* [Instructions for the task] Your output should be the line with "point: man in" and all following lines of the data below, through the end, repeated exactly.

Excerpts from a dataset:
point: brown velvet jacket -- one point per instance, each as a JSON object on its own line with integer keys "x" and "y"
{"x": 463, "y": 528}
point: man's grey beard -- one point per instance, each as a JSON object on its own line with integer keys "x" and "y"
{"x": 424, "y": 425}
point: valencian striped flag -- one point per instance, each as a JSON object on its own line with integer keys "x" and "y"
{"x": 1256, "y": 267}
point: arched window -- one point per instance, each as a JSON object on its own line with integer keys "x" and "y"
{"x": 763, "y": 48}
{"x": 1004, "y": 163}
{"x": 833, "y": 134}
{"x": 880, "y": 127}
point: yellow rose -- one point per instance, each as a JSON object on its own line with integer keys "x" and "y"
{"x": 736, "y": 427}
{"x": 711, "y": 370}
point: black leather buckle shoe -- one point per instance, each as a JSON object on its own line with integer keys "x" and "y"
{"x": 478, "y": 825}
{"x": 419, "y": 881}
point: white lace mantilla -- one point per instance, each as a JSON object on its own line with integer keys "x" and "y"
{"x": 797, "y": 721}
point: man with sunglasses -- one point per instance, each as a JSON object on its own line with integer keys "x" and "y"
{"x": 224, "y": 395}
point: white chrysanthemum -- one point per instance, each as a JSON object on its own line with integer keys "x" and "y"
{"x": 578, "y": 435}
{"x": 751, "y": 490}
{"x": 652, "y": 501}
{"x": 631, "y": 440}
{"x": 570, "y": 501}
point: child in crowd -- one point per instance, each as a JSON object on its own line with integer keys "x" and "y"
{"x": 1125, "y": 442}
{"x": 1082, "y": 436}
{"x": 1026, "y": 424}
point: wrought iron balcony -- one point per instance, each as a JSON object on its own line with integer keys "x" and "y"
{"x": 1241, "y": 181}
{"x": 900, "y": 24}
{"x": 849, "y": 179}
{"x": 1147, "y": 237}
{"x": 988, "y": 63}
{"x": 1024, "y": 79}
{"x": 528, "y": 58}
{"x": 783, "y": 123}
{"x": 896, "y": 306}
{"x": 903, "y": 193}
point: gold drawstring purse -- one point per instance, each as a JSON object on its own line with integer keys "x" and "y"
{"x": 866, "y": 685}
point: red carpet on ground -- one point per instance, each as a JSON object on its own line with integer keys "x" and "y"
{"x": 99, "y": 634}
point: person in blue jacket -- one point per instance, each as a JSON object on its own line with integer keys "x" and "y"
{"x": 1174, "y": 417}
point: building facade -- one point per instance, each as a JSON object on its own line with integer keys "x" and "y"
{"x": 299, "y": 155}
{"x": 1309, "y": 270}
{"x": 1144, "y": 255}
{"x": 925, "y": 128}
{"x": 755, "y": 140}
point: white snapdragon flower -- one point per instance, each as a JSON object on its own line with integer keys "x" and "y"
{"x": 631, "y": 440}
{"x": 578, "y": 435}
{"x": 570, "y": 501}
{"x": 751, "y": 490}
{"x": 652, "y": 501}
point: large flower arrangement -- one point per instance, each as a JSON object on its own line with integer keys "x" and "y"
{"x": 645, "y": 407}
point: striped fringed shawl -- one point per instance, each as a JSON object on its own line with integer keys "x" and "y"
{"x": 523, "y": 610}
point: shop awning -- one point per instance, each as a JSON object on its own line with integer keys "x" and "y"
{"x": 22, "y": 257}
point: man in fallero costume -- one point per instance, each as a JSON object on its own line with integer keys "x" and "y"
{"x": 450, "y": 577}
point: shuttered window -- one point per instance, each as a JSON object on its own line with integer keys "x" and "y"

* [Exercise result]
point: man in fallero costume -- one point per instance, each as a JSON object on its own line with integer keys "x" and "y"
{"x": 450, "y": 577}
point: shuttered window -- one point per instance, each as a JSON object on its own line with integer keys "x" and "y"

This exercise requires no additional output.